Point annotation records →
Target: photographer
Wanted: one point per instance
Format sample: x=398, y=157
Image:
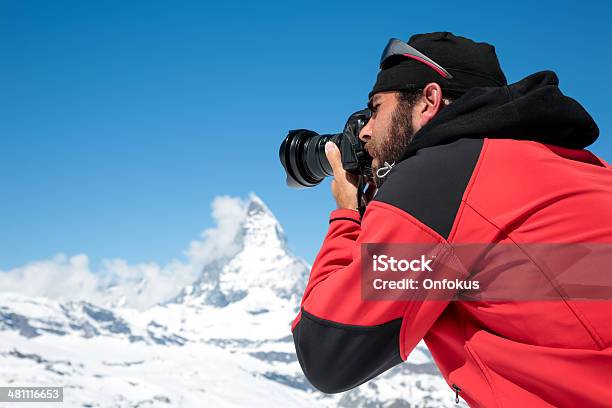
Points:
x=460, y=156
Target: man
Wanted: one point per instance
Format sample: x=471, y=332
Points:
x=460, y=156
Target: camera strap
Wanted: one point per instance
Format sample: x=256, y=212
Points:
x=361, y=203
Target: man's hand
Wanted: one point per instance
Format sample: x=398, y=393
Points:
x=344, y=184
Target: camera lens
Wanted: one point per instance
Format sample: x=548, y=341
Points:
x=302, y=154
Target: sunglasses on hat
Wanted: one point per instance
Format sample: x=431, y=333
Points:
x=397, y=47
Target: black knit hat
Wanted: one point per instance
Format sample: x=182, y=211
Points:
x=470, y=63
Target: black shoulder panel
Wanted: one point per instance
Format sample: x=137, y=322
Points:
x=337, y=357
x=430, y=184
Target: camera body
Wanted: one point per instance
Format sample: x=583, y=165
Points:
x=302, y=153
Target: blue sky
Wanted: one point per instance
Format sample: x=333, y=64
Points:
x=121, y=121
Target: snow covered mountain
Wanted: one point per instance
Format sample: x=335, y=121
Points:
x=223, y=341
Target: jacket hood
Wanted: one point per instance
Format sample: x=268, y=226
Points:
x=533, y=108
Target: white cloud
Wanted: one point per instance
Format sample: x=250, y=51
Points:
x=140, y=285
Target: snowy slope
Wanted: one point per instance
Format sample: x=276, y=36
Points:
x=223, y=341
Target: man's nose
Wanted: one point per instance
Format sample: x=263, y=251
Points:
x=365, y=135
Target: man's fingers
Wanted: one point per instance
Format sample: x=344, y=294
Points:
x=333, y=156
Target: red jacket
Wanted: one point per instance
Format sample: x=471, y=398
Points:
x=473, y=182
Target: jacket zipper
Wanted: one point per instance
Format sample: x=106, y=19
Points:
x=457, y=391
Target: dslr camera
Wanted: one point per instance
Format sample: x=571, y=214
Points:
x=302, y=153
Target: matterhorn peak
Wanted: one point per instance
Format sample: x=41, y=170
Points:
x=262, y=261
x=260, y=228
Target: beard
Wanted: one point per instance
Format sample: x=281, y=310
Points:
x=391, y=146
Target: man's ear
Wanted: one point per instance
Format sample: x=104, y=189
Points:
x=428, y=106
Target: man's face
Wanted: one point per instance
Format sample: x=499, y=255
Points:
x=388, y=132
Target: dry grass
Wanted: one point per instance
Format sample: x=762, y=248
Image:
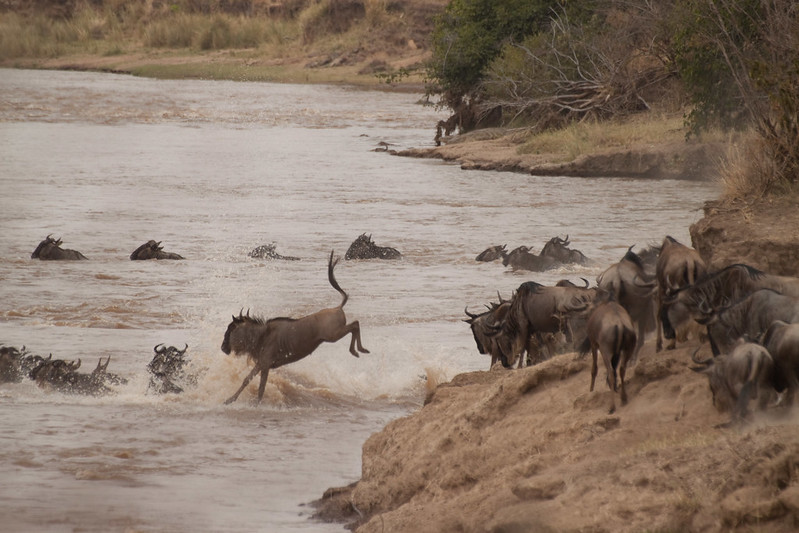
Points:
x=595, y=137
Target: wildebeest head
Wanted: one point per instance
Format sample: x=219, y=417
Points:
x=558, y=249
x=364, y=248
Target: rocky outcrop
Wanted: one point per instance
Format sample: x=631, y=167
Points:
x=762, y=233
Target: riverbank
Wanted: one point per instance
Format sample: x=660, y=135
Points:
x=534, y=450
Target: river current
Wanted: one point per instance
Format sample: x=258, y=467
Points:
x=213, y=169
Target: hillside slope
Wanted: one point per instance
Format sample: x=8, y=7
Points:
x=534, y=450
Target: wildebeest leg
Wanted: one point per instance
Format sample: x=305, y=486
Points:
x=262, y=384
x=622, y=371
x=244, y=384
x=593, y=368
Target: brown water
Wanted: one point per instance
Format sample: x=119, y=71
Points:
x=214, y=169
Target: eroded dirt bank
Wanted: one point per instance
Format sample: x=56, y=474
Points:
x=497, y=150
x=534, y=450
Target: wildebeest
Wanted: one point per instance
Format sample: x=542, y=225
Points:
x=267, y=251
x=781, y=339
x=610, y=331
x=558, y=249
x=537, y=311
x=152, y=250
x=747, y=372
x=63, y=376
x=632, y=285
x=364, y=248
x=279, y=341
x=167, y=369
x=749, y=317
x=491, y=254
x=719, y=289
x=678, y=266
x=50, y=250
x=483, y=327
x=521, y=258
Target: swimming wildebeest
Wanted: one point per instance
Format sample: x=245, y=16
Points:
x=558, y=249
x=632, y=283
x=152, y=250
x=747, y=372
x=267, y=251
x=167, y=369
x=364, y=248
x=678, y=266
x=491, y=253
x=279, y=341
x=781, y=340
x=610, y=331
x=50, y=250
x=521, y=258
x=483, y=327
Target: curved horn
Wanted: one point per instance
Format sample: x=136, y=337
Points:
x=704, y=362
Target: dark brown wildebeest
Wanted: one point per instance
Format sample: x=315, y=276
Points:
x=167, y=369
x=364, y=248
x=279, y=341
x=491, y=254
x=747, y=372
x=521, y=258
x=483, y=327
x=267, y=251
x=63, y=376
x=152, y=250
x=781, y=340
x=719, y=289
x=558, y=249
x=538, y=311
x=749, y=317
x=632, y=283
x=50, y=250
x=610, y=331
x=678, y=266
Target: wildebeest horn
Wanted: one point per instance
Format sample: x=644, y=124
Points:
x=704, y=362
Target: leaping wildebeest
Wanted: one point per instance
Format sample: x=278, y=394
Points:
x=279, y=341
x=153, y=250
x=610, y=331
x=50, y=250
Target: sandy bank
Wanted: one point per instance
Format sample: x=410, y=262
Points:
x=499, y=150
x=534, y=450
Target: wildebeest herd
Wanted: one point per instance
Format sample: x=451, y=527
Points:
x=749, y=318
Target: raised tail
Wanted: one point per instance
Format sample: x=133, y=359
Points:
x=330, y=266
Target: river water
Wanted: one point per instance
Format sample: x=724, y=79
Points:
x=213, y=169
---
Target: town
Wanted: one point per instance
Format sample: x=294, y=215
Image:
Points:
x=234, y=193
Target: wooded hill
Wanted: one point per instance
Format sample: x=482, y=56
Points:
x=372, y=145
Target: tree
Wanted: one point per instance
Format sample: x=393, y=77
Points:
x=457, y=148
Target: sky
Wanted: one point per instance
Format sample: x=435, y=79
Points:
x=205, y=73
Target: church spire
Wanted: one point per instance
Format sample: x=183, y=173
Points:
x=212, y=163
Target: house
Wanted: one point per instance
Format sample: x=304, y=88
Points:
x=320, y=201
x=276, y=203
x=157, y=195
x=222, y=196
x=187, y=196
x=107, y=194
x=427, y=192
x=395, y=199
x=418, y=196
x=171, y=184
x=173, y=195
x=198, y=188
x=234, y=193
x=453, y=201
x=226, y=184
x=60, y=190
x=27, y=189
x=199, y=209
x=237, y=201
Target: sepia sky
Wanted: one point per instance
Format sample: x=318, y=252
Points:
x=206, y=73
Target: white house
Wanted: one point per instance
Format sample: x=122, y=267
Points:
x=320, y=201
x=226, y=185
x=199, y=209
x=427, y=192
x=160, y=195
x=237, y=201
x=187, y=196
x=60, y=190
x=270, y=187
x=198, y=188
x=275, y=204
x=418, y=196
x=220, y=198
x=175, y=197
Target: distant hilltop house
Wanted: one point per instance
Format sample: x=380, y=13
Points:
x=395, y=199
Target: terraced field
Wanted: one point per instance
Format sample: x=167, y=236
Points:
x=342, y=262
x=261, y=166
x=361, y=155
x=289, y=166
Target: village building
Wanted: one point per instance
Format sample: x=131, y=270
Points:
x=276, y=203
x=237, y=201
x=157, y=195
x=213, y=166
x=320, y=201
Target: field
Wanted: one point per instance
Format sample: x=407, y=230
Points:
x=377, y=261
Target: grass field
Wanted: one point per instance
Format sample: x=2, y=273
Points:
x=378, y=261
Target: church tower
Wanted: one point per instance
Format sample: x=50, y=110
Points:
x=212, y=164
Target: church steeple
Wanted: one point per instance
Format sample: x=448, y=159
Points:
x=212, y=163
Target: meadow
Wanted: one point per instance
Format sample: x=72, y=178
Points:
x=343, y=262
==
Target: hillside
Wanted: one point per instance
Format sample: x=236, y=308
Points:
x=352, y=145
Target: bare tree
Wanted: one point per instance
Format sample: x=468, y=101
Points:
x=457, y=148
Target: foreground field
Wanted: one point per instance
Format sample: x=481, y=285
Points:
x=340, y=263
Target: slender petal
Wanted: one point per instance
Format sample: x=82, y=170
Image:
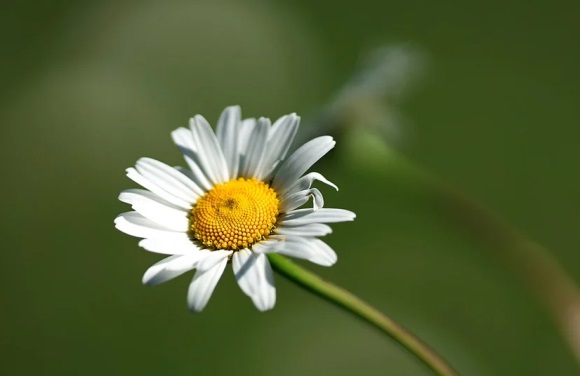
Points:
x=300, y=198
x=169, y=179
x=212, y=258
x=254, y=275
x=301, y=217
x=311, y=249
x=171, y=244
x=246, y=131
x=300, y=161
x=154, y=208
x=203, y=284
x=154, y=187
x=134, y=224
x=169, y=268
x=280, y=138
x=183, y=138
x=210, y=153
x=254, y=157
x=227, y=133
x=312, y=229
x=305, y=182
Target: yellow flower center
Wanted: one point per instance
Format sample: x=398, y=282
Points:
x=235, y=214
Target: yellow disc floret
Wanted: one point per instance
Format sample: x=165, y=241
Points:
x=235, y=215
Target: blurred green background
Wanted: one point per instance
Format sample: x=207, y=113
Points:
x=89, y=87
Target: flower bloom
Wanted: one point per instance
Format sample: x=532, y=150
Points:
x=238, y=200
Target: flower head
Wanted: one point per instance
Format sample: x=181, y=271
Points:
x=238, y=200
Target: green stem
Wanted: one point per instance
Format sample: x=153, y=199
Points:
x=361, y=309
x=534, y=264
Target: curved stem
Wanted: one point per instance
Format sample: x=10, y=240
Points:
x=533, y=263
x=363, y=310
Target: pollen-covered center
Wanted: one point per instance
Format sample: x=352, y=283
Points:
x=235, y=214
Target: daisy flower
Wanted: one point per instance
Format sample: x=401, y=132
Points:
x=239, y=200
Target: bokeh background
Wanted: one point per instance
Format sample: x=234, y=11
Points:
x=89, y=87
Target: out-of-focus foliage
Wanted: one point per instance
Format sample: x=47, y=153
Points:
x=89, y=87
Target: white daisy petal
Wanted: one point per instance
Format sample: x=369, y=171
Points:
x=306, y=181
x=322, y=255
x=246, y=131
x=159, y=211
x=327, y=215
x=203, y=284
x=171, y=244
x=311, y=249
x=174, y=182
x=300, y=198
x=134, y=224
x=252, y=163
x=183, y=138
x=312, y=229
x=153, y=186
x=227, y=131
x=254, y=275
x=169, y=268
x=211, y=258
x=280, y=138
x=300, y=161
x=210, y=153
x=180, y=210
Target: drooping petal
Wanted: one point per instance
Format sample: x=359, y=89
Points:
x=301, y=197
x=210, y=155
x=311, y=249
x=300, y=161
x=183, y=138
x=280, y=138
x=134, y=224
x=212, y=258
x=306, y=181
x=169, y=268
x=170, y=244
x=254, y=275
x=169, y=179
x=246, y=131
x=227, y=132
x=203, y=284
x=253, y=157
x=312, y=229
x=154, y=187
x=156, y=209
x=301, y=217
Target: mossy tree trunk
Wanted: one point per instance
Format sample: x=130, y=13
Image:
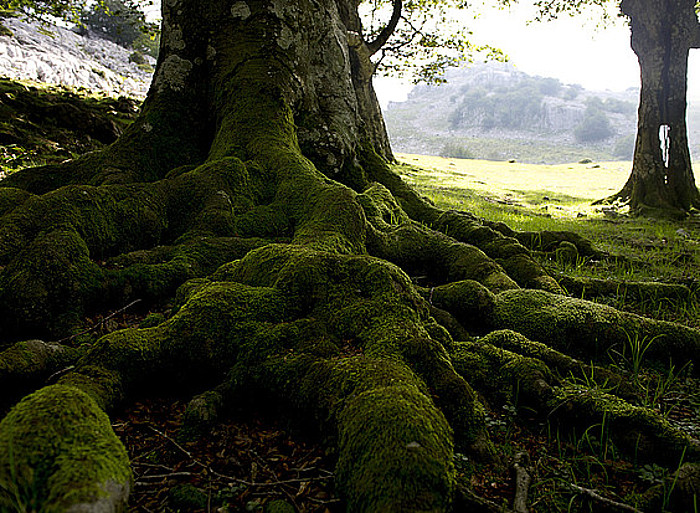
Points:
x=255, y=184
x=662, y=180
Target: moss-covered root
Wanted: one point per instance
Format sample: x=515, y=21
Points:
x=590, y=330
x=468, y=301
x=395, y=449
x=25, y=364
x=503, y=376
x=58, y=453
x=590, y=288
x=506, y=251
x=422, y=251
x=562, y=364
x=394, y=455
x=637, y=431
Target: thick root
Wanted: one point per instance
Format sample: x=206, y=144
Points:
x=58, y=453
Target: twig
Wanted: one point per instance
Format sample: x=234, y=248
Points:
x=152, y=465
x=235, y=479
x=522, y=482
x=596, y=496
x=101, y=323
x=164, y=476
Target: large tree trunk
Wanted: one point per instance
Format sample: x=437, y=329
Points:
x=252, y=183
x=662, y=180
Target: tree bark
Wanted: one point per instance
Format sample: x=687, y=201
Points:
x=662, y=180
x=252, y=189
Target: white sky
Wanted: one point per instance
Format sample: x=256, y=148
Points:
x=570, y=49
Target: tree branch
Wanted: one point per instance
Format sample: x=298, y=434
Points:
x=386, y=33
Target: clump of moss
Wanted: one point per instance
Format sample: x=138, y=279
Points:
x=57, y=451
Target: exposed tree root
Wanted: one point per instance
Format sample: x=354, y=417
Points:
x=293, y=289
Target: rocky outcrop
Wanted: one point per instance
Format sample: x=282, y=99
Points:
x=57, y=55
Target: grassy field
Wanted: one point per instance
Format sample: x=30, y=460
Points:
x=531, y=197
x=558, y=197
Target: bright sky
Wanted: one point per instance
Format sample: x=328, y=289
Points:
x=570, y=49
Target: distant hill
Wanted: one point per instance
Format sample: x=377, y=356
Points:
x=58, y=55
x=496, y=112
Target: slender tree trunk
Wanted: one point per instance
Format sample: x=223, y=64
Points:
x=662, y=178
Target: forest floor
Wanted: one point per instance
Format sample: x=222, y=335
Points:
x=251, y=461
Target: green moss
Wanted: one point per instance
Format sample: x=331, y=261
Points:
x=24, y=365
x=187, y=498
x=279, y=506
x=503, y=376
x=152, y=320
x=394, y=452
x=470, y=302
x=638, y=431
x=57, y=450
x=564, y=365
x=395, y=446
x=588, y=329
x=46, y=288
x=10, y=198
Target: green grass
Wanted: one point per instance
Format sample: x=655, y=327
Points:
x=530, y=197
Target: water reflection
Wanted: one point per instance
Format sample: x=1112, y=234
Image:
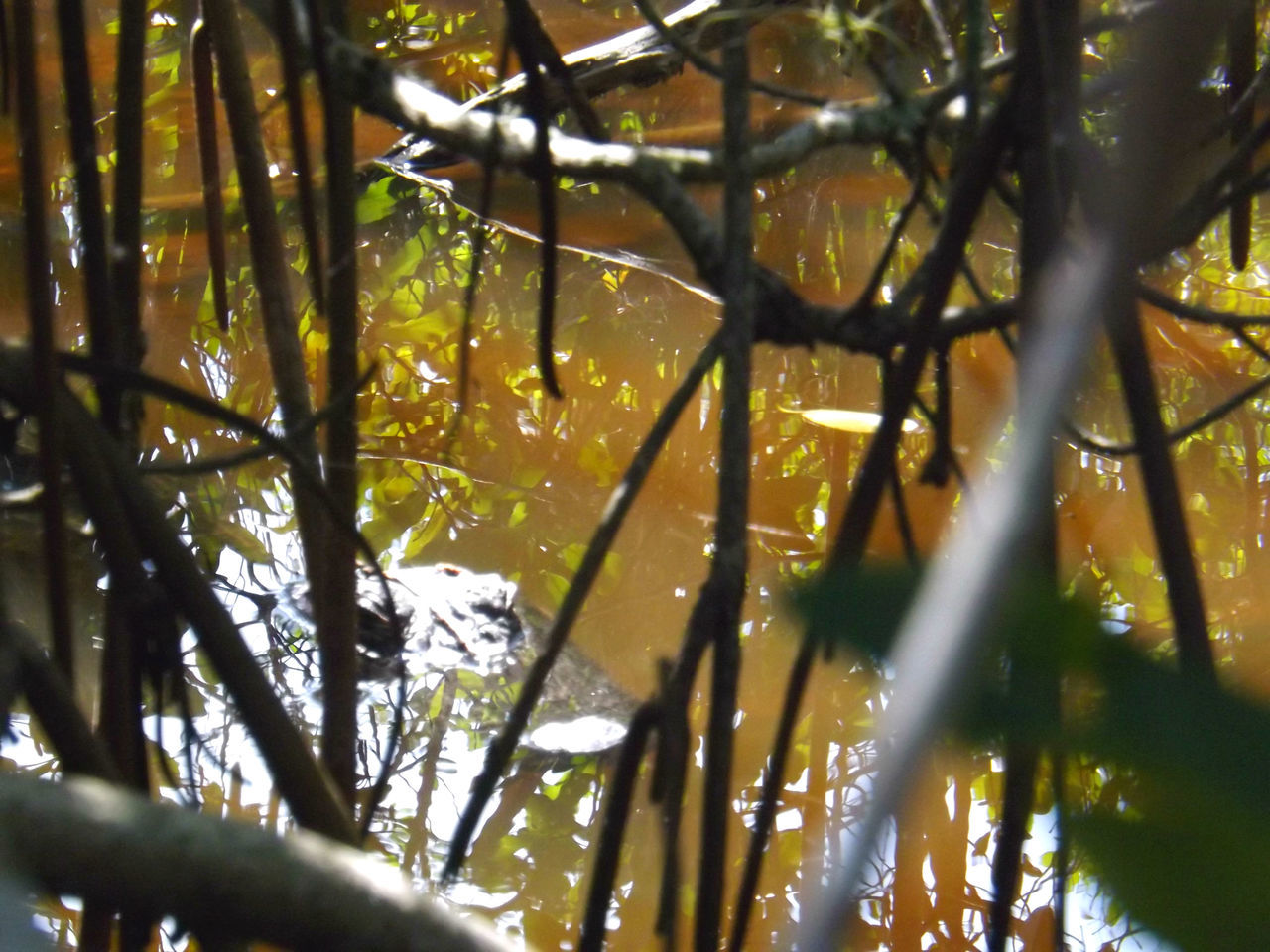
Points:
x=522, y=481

Work instructions →
Repeat the lines above, starting with the line that contains "Target: mossy tree trunk" and ending with the line that contains "x=57, y=451". Include both of those lines, and leave out any pictures.

Output →
Target: mossy tree trunk
Wanted: one point per instance
Format sample: x=130, y=13
Image:
Points:
x=255, y=184
x=662, y=180
Target: moss-covered root
Wanted: one point per instance
Format sample: x=515, y=21
Points:
x=590, y=330
x=468, y=301
x=395, y=449
x=25, y=364
x=503, y=376
x=58, y=453
x=590, y=288
x=506, y=251
x=422, y=251
x=562, y=364
x=394, y=455
x=637, y=431
Target: thick root
Wanted: one point per instance
Format sample: x=206, y=144
Points:
x=58, y=453
Target: twig
Wanted: one point per instance
Format sample: x=234, y=248
Points:
x=152, y=465
x=235, y=479
x=522, y=482
x=596, y=496
x=101, y=323
x=164, y=476
Target: large tree trunk
Wanted: one point per instance
Format sample: x=437, y=329
Points:
x=252, y=183
x=662, y=180
Target: tree bark
Wanted: one point per instance
Format sample: x=687, y=201
Points:
x=662, y=180
x=252, y=189
Target: white sky
Wanted: one point per instance
Format sample: x=256, y=148
Points:
x=570, y=49
Target: tree branch
Wanted: one point per instance
Format sample: x=298, y=434
Points:
x=386, y=33
Target: clump of moss
Wanted: one point per instance
Format sample: x=138, y=279
Points:
x=57, y=451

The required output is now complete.